→ Work instruction
Search the records below for the string "instance" and copy each line where it turns up.

→ Information shown
------------------------------------------------------------

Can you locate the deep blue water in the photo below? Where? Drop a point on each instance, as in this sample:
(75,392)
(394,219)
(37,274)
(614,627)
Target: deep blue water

------------------------------------------------------------

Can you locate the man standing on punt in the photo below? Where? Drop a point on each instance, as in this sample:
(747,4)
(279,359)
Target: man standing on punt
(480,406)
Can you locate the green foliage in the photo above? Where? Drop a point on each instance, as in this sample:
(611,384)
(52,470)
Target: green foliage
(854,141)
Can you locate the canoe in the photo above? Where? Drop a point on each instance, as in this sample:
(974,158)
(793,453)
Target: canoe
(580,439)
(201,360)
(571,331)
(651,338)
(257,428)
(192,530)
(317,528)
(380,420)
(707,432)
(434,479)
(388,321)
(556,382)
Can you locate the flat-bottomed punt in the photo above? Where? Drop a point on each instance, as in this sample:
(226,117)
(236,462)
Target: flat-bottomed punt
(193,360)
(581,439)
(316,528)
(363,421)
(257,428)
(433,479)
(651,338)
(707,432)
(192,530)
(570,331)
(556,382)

------------------------------------------------------------

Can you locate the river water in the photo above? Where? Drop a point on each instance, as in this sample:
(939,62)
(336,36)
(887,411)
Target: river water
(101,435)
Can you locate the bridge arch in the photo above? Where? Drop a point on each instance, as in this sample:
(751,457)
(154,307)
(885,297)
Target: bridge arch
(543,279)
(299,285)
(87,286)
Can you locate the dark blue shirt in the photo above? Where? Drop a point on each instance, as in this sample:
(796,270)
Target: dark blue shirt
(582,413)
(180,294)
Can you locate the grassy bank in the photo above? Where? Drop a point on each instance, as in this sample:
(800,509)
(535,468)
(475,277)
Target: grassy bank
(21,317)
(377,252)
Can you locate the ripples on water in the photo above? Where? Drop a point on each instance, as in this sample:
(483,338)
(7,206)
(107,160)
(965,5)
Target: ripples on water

------------------------------------------------------------

→ Solution to the problem
Can you locate the deep blue water in the photo below? Where? Drop a point on each instance, as in this sample:
Can you locate the man standing on punt in the photo below? Where? Drop a point on each instance, as in this sample:
Can you locate the green foliage in the photo above? Where? Drop a point on each instance, as in this sample:
Can you locate the canoe in the photo above? Where? Drop a point on each instance, as in this sample:
Can you locate the flat-bottomed punt in the photo above? Where? Drop a point on each instance, as in this sample:
Can you locate the river water in the photo above? Where? Drop a point on each instance, as in this sample:
Can you locate the bridge arch in the photo above? Where? Drop a point on each instance, as in this sample:
Can you locate the dark blue shirt in the photo above? Where? Drop a point on each instance, as in this sample:
Can you locate the grassy bank in the photo above? Where? Drop a point on each instance, as in this sample:
Can you locate the ripples on water in the photo above? Where? Drop a point on each instance, as in this sample:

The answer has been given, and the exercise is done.